● **Required work**:
Starting at the line below with "sample | x=50, y=5" and stopping at the line with "target | corn cob", please print each line exactly, those two included, and skip every picture.

Data in this exercise Start Marker

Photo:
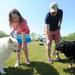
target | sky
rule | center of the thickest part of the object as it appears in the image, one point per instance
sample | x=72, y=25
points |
x=34, y=11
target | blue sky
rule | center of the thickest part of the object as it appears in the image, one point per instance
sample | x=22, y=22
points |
x=34, y=11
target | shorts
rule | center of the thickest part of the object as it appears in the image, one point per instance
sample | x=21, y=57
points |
x=54, y=35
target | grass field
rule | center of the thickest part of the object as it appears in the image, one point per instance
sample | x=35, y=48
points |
x=39, y=63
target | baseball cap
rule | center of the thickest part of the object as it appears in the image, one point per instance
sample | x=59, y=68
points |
x=53, y=7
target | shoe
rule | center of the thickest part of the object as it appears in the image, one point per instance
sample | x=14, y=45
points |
x=17, y=64
x=49, y=60
x=27, y=62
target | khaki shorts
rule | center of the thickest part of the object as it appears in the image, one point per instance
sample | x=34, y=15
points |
x=54, y=35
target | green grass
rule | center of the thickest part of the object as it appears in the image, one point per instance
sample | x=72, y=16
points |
x=39, y=63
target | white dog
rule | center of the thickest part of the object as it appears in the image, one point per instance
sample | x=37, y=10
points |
x=7, y=45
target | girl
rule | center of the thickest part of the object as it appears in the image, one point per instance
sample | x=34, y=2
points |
x=19, y=26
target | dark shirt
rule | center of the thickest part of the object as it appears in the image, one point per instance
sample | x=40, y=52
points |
x=53, y=21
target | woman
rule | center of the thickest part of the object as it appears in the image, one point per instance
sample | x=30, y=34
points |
x=19, y=26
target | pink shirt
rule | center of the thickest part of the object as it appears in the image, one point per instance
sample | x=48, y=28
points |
x=23, y=28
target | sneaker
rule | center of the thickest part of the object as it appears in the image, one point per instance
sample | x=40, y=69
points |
x=17, y=64
x=49, y=60
x=27, y=62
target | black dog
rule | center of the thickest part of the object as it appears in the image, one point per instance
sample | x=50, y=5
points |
x=68, y=48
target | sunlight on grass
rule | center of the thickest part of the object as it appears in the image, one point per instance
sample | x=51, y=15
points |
x=39, y=63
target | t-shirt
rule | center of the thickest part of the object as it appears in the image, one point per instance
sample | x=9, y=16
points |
x=53, y=21
x=22, y=28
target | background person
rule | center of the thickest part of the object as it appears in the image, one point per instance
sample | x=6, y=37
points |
x=53, y=22
x=19, y=26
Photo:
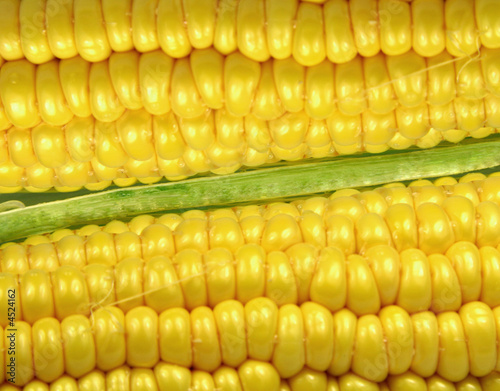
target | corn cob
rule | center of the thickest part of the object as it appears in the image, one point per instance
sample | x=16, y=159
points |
x=450, y=344
x=139, y=145
x=430, y=87
x=36, y=168
x=362, y=284
x=165, y=377
x=337, y=30
x=420, y=216
x=228, y=379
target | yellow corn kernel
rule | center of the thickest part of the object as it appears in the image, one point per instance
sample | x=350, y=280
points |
x=308, y=39
x=487, y=23
x=446, y=291
x=289, y=358
x=319, y=335
x=465, y=258
x=142, y=345
x=10, y=44
x=47, y=338
x=490, y=268
x=241, y=77
x=428, y=22
x=17, y=84
x=415, y=292
x=453, y=363
x=362, y=293
x=78, y=345
x=427, y=343
x=104, y=103
x=385, y=265
x=251, y=36
x=54, y=109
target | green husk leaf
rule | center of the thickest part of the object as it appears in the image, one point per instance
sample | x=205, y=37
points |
x=256, y=186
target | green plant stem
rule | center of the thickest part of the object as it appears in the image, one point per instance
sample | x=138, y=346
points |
x=251, y=186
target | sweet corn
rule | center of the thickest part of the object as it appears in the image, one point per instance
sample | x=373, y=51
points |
x=390, y=289
x=170, y=377
x=425, y=216
x=309, y=31
x=70, y=124
x=451, y=344
x=363, y=284
x=162, y=377
x=404, y=85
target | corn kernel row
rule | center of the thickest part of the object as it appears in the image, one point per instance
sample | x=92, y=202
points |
x=167, y=377
x=147, y=148
x=423, y=216
x=337, y=30
x=308, y=380
x=58, y=90
x=364, y=285
x=451, y=344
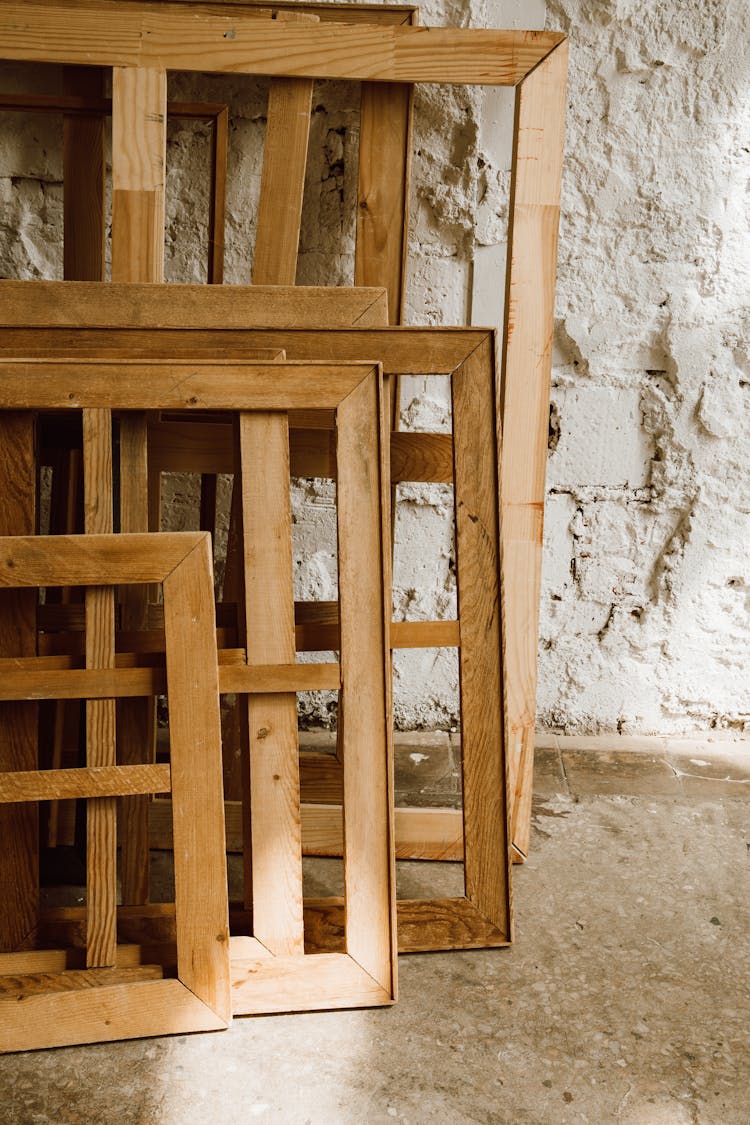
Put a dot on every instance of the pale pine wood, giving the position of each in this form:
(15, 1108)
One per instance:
(91, 782)
(174, 386)
(282, 181)
(364, 582)
(101, 812)
(138, 177)
(138, 172)
(382, 190)
(81, 560)
(18, 721)
(101, 1015)
(487, 861)
(326, 980)
(52, 304)
(179, 447)
(202, 924)
(154, 35)
(269, 620)
(19, 987)
(526, 365)
(83, 180)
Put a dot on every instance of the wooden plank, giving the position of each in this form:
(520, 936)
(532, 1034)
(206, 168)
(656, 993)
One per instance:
(327, 980)
(83, 180)
(282, 181)
(18, 987)
(364, 609)
(421, 834)
(382, 190)
(156, 35)
(217, 199)
(174, 386)
(138, 173)
(526, 365)
(102, 1015)
(202, 924)
(487, 861)
(19, 880)
(269, 620)
(77, 560)
(52, 304)
(179, 447)
(90, 782)
(100, 744)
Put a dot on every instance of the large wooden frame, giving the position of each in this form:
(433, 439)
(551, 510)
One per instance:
(470, 459)
(270, 971)
(118, 993)
(143, 39)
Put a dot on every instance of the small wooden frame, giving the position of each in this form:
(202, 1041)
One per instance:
(115, 996)
(469, 459)
(271, 971)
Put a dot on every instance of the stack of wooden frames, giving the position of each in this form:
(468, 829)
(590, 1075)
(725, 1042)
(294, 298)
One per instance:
(105, 386)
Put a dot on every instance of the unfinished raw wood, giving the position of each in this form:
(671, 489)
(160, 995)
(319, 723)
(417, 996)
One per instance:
(366, 972)
(61, 1005)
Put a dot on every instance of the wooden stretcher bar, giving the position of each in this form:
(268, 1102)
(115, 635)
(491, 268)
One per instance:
(64, 1005)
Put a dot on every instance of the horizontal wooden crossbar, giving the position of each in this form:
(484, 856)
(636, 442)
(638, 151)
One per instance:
(166, 385)
(95, 781)
(159, 35)
(29, 680)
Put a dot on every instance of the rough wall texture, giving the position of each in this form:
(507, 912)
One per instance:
(644, 614)
(645, 622)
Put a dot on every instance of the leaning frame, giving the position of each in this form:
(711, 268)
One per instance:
(484, 916)
(123, 999)
(272, 973)
(142, 39)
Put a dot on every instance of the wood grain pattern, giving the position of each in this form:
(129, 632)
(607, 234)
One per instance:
(269, 624)
(478, 578)
(19, 878)
(526, 363)
(89, 782)
(202, 924)
(174, 386)
(52, 304)
(83, 180)
(364, 579)
(18, 987)
(156, 35)
(138, 173)
(100, 744)
(102, 1015)
(382, 190)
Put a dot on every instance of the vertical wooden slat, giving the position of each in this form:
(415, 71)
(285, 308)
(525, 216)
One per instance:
(138, 176)
(197, 797)
(282, 181)
(217, 203)
(83, 180)
(269, 620)
(138, 172)
(19, 861)
(101, 812)
(477, 545)
(526, 362)
(364, 609)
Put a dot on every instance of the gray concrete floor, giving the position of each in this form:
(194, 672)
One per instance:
(625, 998)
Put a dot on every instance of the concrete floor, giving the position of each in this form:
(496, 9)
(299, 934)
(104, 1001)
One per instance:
(625, 998)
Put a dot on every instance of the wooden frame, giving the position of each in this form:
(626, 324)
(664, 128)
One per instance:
(118, 996)
(270, 971)
(482, 916)
(150, 39)
(217, 116)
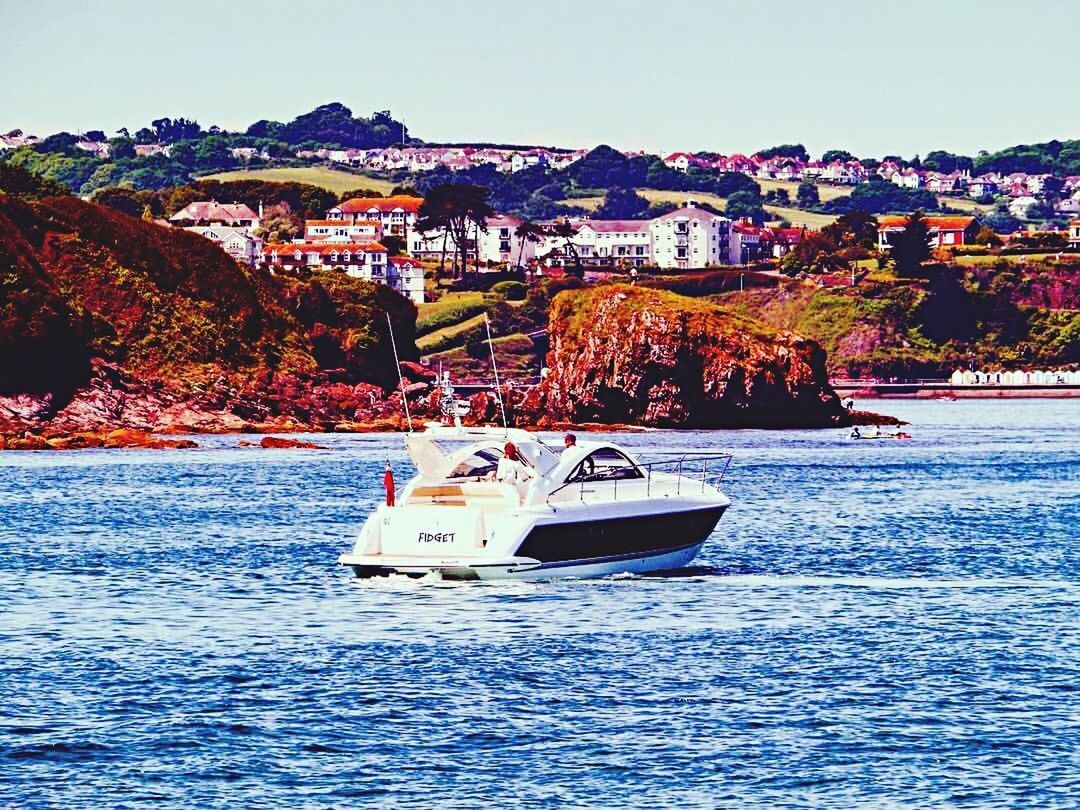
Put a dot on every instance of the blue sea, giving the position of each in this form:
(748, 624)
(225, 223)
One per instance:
(873, 624)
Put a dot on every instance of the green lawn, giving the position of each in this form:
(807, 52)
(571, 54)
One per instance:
(1015, 258)
(332, 179)
(514, 353)
(795, 216)
(589, 203)
(825, 191)
(963, 203)
(436, 337)
(447, 304)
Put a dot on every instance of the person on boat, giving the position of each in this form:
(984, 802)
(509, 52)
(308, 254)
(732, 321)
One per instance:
(512, 469)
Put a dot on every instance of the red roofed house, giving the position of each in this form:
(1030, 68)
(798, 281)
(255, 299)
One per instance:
(784, 239)
(678, 161)
(233, 215)
(337, 230)
(748, 242)
(397, 214)
(945, 231)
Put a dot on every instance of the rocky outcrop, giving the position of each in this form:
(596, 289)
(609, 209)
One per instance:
(642, 356)
(110, 322)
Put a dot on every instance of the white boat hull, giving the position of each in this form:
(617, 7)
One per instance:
(524, 568)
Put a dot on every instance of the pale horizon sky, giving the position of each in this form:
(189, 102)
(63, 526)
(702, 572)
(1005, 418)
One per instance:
(874, 78)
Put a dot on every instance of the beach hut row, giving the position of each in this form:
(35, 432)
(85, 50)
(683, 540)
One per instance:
(962, 377)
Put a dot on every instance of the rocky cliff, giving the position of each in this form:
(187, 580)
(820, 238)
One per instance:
(108, 321)
(650, 358)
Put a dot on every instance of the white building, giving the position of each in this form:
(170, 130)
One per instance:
(359, 260)
(396, 214)
(1018, 205)
(690, 238)
(238, 242)
(496, 245)
(339, 230)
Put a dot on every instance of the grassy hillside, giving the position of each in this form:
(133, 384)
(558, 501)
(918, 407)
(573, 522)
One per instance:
(515, 354)
(991, 315)
(332, 179)
(795, 216)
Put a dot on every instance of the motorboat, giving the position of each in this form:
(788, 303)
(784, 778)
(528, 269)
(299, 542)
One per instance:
(878, 433)
(589, 510)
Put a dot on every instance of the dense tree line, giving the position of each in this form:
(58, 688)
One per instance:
(193, 150)
(539, 192)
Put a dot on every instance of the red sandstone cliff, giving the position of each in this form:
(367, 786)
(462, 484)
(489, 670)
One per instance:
(633, 355)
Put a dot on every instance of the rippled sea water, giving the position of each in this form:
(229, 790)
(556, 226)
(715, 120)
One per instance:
(872, 624)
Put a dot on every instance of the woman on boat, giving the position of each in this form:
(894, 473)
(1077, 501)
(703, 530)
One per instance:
(512, 469)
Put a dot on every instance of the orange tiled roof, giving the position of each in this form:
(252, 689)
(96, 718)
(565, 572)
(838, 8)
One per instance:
(360, 204)
(339, 223)
(323, 247)
(941, 224)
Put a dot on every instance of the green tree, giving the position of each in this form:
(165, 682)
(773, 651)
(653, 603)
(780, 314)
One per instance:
(745, 205)
(526, 232)
(121, 148)
(807, 196)
(565, 230)
(837, 154)
(18, 181)
(785, 150)
(458, 207)
(621, 203)
(910, 247)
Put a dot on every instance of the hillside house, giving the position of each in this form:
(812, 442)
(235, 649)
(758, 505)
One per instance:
(337, 230)
(1018, 205)
(678, 161)
(359, 260)
(982, 186)
(690, 238)
(396, 214)
(944, 231)
(231, 215)
(907, 178)
(238, 242)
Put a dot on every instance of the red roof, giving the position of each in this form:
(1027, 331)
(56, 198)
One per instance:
(362, 204)
(941, 224)
(214, 211)
(609, 226)
(321, 247)
(338, 223)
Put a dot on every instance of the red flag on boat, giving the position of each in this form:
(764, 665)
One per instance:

Data in this exercise End Marker

● **Worked solution**:
sample | x=50, y=5
points |
x=68, y=48
target | sunlight on grass
rule | center of the thickest part of the object as it appears in the image, one point per instance
sample | x=51, y=15
points |
x=39, y=63
target | t-shirt
rule | center of the thickest part of the object as it appears in the image, one point per instance
sample | x=9, y=16
points |
x=53, y=21
x=22, y=28
target | background person
rule | center of the thickest part of the object as it appears in the image, one point per instance
sample | x=6, y=37
points |
x=53, y=22
x=19, y=26
Photo:
target | corn cob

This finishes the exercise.